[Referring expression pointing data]
· · ·
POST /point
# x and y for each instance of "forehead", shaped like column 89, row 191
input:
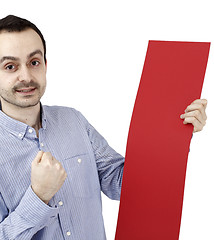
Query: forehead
column 19, row 44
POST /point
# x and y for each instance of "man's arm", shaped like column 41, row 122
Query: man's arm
column 28, row 218
column 33, row 213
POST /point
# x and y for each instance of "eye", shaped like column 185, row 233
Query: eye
column 35, row 63
column 10, row 67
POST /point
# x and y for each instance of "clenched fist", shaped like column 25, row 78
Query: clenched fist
column 47, row 176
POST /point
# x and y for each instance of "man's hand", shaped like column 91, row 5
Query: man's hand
column 47, row 176
column 195, row 114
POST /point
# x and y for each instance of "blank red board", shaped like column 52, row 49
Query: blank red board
column 158, row 141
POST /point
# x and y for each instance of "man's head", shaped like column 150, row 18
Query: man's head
column 22, row 63
column 16, row 24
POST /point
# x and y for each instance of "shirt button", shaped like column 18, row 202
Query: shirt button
column 30, row 130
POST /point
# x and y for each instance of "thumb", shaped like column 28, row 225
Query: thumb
column 38, row 157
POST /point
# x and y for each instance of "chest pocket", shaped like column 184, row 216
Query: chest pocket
column 81, row 176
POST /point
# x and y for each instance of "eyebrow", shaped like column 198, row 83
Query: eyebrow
column 16, row 58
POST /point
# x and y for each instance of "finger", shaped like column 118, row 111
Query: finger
column 195, row 107
column 47, row 157
column 38, row 157
column 196, row 124
column 197, row 114
column 201, row 101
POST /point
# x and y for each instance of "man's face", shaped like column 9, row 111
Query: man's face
column 22, row 68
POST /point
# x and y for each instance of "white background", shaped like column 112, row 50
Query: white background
column 96, row 50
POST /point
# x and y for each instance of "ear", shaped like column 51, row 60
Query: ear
column 46, row 64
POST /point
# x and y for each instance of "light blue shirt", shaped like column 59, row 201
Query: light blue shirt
column 92, row 166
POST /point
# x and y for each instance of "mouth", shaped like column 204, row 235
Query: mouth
column 26, row 91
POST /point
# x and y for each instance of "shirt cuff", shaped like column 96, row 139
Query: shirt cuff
column 34, row 210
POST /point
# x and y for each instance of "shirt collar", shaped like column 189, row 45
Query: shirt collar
column 16, row 127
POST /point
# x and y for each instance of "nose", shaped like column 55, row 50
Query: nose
column 24, row 74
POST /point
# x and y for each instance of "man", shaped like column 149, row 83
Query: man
column 54, row 164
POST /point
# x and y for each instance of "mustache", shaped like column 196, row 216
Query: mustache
column 26, row 85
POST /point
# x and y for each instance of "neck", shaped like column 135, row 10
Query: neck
column 28, row 115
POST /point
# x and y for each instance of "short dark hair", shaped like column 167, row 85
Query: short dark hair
column 13, row 23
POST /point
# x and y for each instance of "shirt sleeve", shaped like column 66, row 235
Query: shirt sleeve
column 28, row 218
column 109, row 163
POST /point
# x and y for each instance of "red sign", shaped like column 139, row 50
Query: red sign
column 158, row 141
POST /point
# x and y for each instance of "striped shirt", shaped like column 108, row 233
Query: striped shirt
column 92, row 166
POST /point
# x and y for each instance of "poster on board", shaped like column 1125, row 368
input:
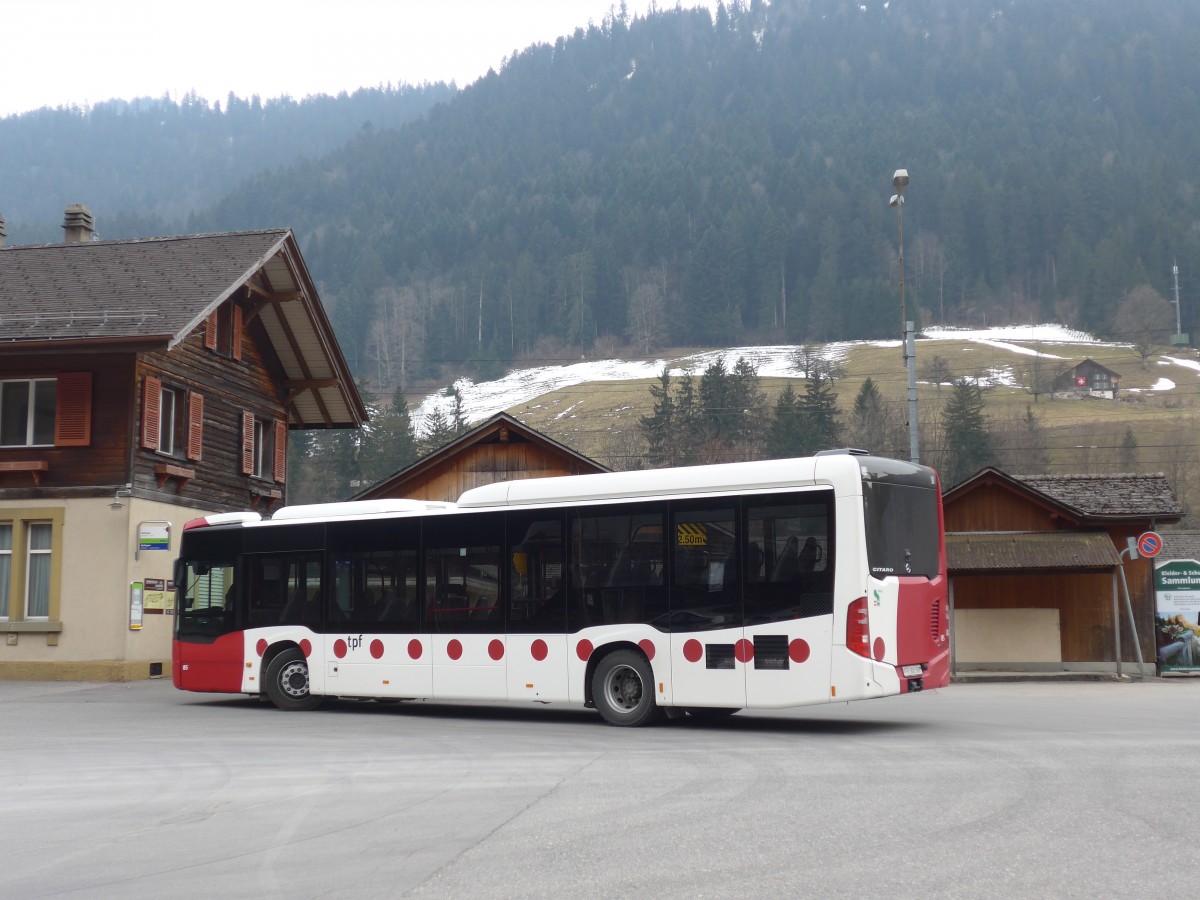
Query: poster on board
column 1177, row 616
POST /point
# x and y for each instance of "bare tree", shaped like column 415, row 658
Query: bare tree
column 1145, row 319
column 647, row 311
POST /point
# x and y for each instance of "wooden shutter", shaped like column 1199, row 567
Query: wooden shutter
column 195, row 425
column 210, row 331
column 247, row 443
column 151, row 397
column 235, row 347
column 281, row 450
column 72, row 411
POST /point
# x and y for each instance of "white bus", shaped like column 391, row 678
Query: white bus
column 643, row 594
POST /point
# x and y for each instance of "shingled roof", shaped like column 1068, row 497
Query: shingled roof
column 1021, row 551
column 1087, row 499
column 150, row 294
column 1110, row 496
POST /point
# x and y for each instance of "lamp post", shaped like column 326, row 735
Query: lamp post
column 900, row 181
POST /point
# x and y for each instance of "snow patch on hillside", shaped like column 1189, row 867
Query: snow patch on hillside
column 485, row 399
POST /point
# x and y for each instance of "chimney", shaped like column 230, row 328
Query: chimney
column 78, row 225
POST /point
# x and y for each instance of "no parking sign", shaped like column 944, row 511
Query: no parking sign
column 1150, row 544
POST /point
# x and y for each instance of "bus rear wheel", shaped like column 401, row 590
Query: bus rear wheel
column 623, row 689
column 287, row 682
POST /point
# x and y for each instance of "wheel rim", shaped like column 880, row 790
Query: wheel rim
column 623, row 688
column 294, row 679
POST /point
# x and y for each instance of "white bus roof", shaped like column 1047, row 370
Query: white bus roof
column 351, row 509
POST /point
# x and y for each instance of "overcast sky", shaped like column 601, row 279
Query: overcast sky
column 82, row 52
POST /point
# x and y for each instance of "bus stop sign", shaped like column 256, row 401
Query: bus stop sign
column 1150, row 544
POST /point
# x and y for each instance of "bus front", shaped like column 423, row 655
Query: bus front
column 898, row 623
column 208, row 652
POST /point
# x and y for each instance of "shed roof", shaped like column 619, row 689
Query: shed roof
column 1111, row 496
column 977, row 552
column 487, row 431
column 150, row 294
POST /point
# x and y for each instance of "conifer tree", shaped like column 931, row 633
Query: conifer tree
column 786, row 432
column 659, row 426
column 969, row 445
column 820, row 411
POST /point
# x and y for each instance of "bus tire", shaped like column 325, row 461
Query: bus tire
column 287, row 682
column 623, row 689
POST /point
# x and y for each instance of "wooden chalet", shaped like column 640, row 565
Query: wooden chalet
column 1036, row 563
column 143, row 383
column 501, row 449
column 1089, row 379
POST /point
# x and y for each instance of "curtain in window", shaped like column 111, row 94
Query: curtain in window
column 37, row 600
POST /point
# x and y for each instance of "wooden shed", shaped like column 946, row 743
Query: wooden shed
column 1035, row 569
column 501, row 449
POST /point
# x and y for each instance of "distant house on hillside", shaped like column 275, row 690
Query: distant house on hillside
column 501, row 449
column 1087, row 379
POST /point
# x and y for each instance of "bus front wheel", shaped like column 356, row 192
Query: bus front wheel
column 623, row 689
column 287, row 682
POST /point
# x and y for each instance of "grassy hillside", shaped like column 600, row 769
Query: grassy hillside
column 1080, row 436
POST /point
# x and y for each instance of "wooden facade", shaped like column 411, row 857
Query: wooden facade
column 143, row 384
column 501, row 449
column 1083, row 593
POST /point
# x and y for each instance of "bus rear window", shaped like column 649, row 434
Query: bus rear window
column 901, row 529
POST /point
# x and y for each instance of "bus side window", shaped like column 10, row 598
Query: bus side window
column 793, row 539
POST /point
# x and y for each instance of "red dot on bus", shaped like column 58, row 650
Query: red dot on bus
column 743, row 651
column 798, row 651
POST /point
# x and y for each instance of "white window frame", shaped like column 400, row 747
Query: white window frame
column 31, row 413
column 6, row 571
column 172, row 403
column 30, row 553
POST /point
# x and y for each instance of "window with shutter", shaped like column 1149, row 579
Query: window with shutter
column 247, row 443
column 72, row 414
column 281, row 450
column 195, row 426
column 151, row 393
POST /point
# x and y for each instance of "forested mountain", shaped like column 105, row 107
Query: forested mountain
column 143, row 166
column 690, row 178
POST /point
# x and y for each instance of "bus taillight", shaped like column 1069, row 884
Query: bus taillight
column 858, row 628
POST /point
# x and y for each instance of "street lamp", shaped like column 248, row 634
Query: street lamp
column 900, row 181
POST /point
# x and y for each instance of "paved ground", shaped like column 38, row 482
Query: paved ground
column 976, row 791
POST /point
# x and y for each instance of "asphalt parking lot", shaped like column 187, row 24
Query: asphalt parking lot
column 982, row 790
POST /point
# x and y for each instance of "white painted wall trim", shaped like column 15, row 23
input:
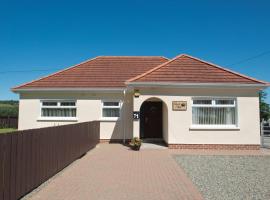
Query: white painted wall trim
column 75, row 90
column 195, row 85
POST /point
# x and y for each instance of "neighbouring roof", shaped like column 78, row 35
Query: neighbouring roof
column 187, row 69
column 102, row 71
column 117, row 71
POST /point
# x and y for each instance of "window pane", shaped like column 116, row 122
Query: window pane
column 111, row 112
column 213, row 115
column 68, row 103
column 58, row 112
column 202, row 101
column 49, row 103
column 224, row 102
column 111, row 103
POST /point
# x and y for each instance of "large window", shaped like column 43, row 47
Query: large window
column 214, row 112
column 58, row 109
column 111, row 109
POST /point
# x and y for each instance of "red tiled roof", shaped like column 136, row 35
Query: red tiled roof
column 115, row 71
column 103, row 71
column 187, row 69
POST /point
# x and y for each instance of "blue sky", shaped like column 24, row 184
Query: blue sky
column 51, row 35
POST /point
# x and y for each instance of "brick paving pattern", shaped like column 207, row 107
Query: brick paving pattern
column 113, row 171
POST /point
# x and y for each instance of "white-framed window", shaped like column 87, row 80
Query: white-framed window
column 58, row 109
column 214, row 112
column 111, row 109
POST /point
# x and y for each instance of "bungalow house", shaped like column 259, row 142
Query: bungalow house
column 185, row 101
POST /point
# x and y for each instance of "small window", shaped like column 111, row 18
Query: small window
column 202, row 101
column 214, row 112
column 49, row 103
column 68, row 103
column 59, row 109
column 111, row 109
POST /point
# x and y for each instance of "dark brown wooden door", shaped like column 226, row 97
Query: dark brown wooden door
column 151, row 120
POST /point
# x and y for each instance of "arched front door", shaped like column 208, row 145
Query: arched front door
column 151, row 119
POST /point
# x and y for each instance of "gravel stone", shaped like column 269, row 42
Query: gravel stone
column 225, row 177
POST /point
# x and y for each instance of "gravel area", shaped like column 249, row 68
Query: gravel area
column 226, row 177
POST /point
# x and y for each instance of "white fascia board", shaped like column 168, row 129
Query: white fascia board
column 75, row 90
column 195, row 85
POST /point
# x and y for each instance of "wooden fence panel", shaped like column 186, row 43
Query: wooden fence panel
column 8, row 122
column 30, row 157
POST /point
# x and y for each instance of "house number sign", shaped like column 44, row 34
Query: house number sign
column 136, row 115
column 179, row 105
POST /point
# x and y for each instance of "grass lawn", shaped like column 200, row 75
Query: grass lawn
column 7, row 130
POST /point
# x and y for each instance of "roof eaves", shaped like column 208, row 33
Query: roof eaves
column 154, row 69
column 53, row 74
column 227, row 70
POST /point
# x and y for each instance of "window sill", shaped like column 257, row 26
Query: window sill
column 213, row 127
column 109, row 119
column 69, row 119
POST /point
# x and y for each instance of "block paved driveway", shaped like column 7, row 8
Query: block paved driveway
column 112, row 171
· · ·
INSTRUCTIONS TO FOLLOW
Only the lines above starting at the one containing "Query: wheel rim" and ending at the one containing "325, row 461", both included, are to be returned, exactly as they read.

EXERCISE OUTPUT
Query: wheel rim
column 623, row 688
column 294, row 679
POST /point
# x and y for each instance of "white bus roof", shaped like column 1047, row 370
Query: white bus roof
column 351, row 509
POST /point
# x and y for each instance of "overcast sky", shaped like column 601, row 279
Query: overcast sky
column 82, row 52
POST /point
# x and y for each instance of "bus stop sign", shaped like column 256, row 401
Query: bus stop sign
column 1150, row 544
POST /point
# x and y for each instance of "bus front", shaped like column 423, row 655
Query: bus front
column 898, row 623
column 208, row 652
POST /point
# x and y for each instance of "shed roof", shaped like column 619, row 689
Query: shed roof
column 1111, row 496
column 977, row 552
column 487, row 431
column 150, row 294
POST /point
# x and y for each instance of "conifer tree", shaped like column 931, row 633
Query: conifer tree
column 786, row 432
column 659, row 426
column 969, row 445
column 820, row 411
POST /point
# x and y for each instance of "bus tire", shaped like column 325, row 461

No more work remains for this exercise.